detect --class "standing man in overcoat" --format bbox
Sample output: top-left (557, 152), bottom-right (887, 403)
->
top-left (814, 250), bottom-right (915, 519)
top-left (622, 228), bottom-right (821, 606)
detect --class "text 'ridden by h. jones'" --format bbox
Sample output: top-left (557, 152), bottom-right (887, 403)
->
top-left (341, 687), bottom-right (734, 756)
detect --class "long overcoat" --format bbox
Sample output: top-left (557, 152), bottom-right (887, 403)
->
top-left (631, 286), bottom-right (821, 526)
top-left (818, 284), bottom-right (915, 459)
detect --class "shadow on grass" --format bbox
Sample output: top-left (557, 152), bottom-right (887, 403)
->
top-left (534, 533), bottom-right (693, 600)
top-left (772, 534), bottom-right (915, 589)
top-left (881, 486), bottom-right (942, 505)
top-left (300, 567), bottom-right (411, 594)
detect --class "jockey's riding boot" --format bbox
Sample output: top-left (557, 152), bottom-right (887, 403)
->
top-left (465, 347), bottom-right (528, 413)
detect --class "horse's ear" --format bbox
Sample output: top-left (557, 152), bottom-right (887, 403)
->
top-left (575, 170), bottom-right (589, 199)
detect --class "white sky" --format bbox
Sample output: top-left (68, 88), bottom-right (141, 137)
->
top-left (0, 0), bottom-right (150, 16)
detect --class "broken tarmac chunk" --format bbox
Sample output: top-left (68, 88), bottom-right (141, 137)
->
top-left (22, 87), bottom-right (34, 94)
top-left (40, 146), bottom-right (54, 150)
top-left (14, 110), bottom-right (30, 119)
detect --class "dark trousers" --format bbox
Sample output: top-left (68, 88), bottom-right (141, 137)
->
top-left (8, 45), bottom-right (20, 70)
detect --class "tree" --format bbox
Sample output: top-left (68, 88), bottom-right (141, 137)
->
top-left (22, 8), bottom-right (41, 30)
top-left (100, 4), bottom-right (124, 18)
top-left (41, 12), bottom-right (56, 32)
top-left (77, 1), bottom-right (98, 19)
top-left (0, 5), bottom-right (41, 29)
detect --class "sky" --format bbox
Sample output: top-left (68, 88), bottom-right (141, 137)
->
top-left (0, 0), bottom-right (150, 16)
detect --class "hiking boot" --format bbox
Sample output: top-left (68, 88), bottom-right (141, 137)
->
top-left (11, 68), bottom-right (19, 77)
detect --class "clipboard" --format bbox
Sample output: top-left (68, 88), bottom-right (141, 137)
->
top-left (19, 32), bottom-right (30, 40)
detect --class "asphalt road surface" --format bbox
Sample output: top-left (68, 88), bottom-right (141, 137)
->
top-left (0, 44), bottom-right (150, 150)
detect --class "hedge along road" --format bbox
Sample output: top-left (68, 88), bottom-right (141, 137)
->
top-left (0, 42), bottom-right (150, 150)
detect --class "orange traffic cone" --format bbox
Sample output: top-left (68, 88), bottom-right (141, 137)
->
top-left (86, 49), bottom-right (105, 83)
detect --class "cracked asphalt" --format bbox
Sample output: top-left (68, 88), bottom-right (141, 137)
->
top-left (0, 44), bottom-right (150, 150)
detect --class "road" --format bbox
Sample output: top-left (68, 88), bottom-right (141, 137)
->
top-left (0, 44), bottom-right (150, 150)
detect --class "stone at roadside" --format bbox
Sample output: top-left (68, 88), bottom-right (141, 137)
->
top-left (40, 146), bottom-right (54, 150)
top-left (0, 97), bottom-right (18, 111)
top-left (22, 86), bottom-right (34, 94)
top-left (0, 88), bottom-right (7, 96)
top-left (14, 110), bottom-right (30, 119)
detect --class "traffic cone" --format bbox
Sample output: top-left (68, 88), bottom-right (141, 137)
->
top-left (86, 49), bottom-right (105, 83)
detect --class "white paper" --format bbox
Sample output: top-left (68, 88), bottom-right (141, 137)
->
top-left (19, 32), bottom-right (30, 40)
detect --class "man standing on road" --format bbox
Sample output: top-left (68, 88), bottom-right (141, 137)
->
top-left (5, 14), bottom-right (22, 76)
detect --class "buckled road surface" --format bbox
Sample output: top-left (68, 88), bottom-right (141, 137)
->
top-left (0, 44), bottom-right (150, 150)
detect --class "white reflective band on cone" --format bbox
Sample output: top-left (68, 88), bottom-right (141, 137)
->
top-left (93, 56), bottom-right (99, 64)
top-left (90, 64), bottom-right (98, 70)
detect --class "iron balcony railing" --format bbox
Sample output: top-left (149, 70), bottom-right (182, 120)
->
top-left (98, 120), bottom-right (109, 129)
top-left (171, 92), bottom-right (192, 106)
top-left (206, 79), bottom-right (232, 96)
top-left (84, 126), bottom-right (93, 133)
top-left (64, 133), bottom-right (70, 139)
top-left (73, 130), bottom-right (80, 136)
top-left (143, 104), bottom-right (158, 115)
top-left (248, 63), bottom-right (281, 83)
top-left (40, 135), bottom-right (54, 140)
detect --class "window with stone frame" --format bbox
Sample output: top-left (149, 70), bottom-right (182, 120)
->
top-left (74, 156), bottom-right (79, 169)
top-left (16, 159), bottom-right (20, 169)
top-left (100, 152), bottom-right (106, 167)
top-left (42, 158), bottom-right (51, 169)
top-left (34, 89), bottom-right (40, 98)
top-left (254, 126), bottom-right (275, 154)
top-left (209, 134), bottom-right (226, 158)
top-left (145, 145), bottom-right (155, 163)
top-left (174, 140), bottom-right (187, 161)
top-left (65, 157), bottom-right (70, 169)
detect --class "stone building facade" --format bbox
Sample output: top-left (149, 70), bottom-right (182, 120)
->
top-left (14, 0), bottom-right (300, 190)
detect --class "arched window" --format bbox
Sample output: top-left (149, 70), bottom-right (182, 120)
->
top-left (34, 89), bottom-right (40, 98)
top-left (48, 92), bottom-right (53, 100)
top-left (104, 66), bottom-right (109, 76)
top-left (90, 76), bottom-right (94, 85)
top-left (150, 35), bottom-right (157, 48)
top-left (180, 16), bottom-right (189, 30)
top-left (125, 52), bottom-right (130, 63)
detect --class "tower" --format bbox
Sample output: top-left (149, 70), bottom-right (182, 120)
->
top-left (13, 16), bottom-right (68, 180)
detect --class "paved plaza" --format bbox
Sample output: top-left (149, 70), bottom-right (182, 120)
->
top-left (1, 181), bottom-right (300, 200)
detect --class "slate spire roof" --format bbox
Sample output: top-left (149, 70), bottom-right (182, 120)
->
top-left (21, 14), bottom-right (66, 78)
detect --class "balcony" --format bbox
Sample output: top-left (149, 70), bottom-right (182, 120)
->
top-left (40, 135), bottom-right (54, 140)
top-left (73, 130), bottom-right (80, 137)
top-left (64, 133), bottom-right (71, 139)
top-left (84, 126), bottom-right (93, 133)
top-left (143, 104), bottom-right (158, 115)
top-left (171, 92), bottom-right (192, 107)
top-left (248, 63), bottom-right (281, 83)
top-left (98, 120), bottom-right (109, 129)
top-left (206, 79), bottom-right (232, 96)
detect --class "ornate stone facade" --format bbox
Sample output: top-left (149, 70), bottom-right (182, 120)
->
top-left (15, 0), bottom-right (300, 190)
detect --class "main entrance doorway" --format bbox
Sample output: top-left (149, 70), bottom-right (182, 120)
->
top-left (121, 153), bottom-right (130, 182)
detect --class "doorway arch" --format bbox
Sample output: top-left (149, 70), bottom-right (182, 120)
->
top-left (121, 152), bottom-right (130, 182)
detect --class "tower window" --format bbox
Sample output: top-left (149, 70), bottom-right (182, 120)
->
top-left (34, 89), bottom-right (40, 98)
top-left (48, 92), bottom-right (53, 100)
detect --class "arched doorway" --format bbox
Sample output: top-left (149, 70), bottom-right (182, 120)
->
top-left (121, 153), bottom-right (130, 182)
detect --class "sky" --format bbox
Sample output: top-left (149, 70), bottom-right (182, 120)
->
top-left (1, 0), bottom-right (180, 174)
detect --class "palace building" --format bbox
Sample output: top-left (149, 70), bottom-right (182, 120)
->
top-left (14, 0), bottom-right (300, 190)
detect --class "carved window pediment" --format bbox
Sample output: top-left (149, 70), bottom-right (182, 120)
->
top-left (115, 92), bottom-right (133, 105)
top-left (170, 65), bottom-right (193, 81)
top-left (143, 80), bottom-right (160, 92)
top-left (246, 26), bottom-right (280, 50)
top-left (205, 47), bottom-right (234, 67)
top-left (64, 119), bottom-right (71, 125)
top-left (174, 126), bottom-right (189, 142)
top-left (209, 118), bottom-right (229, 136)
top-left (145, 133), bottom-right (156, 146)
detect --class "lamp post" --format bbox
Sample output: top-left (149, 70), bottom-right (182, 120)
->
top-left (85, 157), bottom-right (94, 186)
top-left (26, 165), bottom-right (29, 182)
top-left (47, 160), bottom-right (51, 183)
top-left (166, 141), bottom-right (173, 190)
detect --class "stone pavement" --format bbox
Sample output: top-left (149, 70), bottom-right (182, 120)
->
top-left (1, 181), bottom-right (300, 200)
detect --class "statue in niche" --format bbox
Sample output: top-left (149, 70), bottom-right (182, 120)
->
■ ■ ■ ■
Aim: Present the lines above as a numbered list, omitting blank lines, starting at the first line and ending at the line containing "top-left (818, 284), bottom-right (915, 459)", with both of those lines included.

Exercise output:
1. detect --class "standing man in overcoat" --format bbox
2. Sample output: top-left (557, 152), bottom-right (887, 403)
3. ->
4. top-left (814, 250), bottom-right (915, 519)
5. top-left (622, 228), bottom-right (821, 606)
6. detect --class "text 'ridden by h. jones'" --format bbox
7. Sample output: top-left (557, 152), bottom-right (887, 403)
8. ->
9. top-left (341, 687), bottom-right (734, 756)
10. detect --class "long overcoat" --format bbox
11. Sample output: top-left (557, 152), bottom-right (887, 403)
12. ->
13. top-left (631, 286), bottom-right (821, 526)
14. top-left (818, 284), bottom-right (915, 459)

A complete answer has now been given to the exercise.